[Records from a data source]
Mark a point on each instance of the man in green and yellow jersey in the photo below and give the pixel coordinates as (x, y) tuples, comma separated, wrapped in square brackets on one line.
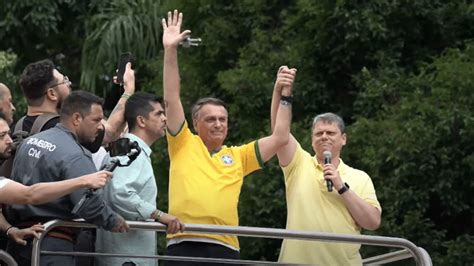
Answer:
[(206, 176)]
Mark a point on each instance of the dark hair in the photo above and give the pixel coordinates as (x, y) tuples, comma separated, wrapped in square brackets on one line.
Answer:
[(330, 118), (140, 104), (35, 80), (79, 101), (203, 101)]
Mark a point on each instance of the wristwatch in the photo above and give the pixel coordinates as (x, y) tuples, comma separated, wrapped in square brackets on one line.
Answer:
[(343, 189)]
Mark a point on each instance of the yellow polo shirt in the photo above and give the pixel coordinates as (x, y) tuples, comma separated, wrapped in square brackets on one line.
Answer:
[(204, 188), (311, 207)]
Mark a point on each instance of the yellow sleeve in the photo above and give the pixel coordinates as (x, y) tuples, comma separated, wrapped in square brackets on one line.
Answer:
[(289, 170)]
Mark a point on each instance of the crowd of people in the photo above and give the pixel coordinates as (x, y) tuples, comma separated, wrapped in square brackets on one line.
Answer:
[(45, 175)]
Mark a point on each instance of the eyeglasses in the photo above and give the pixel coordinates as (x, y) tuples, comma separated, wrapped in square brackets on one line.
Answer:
[(65, 81)]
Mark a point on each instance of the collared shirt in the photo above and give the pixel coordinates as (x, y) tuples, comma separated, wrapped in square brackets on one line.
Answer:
[(131, 193), (312, 208)]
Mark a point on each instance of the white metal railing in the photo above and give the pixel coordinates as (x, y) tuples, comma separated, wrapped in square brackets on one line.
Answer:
[(410, 250)]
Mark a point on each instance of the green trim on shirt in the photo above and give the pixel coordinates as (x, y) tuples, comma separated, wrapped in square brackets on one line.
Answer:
[(259, 156)]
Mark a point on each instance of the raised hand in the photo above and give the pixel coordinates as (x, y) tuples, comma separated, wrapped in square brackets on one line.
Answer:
[(19, 235), (129, 79), (97, 179), (172, 34)]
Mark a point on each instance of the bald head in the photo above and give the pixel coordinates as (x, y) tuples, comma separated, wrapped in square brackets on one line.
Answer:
[(6, 104)]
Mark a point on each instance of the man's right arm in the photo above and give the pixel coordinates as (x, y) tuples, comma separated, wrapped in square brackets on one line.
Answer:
[(171, 81)]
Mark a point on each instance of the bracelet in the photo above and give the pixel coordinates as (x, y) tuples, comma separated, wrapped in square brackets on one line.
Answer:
[(9, 228), (125, 95), (288, 99)]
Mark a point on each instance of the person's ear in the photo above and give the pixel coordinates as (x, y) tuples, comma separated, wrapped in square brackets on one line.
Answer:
[(76, 119)]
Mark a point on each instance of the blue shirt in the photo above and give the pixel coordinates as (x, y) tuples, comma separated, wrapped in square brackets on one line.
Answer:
[(131, 193)]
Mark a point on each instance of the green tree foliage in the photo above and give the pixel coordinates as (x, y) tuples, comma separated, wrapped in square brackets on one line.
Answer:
[(419, 149)]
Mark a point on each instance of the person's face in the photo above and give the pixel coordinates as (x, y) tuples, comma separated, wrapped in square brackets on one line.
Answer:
[(6, 104), (155, 123), (62, 87), (211, 124), (327, 137), (5, 140), (90, 125)]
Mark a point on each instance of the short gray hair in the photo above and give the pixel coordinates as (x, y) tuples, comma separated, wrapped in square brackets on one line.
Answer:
[(203, 101), (329, 118)]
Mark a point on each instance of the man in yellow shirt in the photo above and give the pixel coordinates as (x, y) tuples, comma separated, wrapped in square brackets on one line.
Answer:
[(205, 175), (311, 206)]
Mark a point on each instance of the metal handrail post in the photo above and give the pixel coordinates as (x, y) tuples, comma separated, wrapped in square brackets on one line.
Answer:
[(7, 258)]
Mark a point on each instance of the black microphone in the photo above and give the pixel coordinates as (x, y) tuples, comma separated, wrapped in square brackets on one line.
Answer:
[(327, 160)]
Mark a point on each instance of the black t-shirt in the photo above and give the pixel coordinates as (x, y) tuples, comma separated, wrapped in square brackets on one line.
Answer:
[(91, 146)]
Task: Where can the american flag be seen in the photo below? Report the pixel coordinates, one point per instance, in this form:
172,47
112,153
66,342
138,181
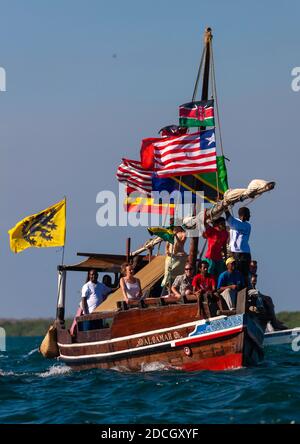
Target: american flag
188,154
136,177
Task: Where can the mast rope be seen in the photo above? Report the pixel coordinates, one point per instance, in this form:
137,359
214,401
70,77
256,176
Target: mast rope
215,96
198,75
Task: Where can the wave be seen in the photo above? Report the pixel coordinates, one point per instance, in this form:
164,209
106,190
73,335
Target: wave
55,370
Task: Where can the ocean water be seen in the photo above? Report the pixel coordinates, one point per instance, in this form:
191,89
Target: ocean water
34,390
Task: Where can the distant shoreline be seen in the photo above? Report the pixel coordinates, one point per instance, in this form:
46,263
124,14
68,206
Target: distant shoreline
39,327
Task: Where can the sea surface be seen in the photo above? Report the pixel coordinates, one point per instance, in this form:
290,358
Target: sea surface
35,390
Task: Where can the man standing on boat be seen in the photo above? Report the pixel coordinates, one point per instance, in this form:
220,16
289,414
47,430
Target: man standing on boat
217,238
183,284
93,293
240,230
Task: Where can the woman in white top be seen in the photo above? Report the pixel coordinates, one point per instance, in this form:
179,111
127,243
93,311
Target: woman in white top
131,286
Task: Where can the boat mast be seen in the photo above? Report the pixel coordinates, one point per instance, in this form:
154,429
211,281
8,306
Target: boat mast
193,253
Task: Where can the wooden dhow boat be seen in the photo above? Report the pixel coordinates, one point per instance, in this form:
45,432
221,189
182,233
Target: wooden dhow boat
156,333
161,332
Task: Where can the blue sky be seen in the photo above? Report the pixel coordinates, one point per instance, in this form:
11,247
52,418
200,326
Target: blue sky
87,80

* _Problem requirements_
Set down exactly the lines running from the beginning of the entries above to the line that contains "Mark a point on each instance of the yellow polo", including both, and leave out pictures.

* _Reply_
Mark a point on each instance of the man in green and yellow jersey in the photo below and give the pixel coordinates as (x, y) tuples, comma separated, wrapped in square brackets on one line.
Answer:
[(206, 176)]
Mark a point on each instance of the dark hair in the photo above and give the pixel coordinates as (x, y) tuples, comma separated, wrapped in square brackets on one line.
Answer:
[(330, 118), (140, 104), (35, 80), (79, 101), (203, 101)]
Mark a point on each instance of the wristwatch in the photo above and give the pixel coordinates as (x, y) tuples, comma separated, wrapped in square brackets on one line.
Answer:
[(343, 189)]
Mark a point on each instance of the yellow polo shirt in the photo above and give the pixel coordinates as (x, y) tuples, comma separated, wrapped in square brackets on one line.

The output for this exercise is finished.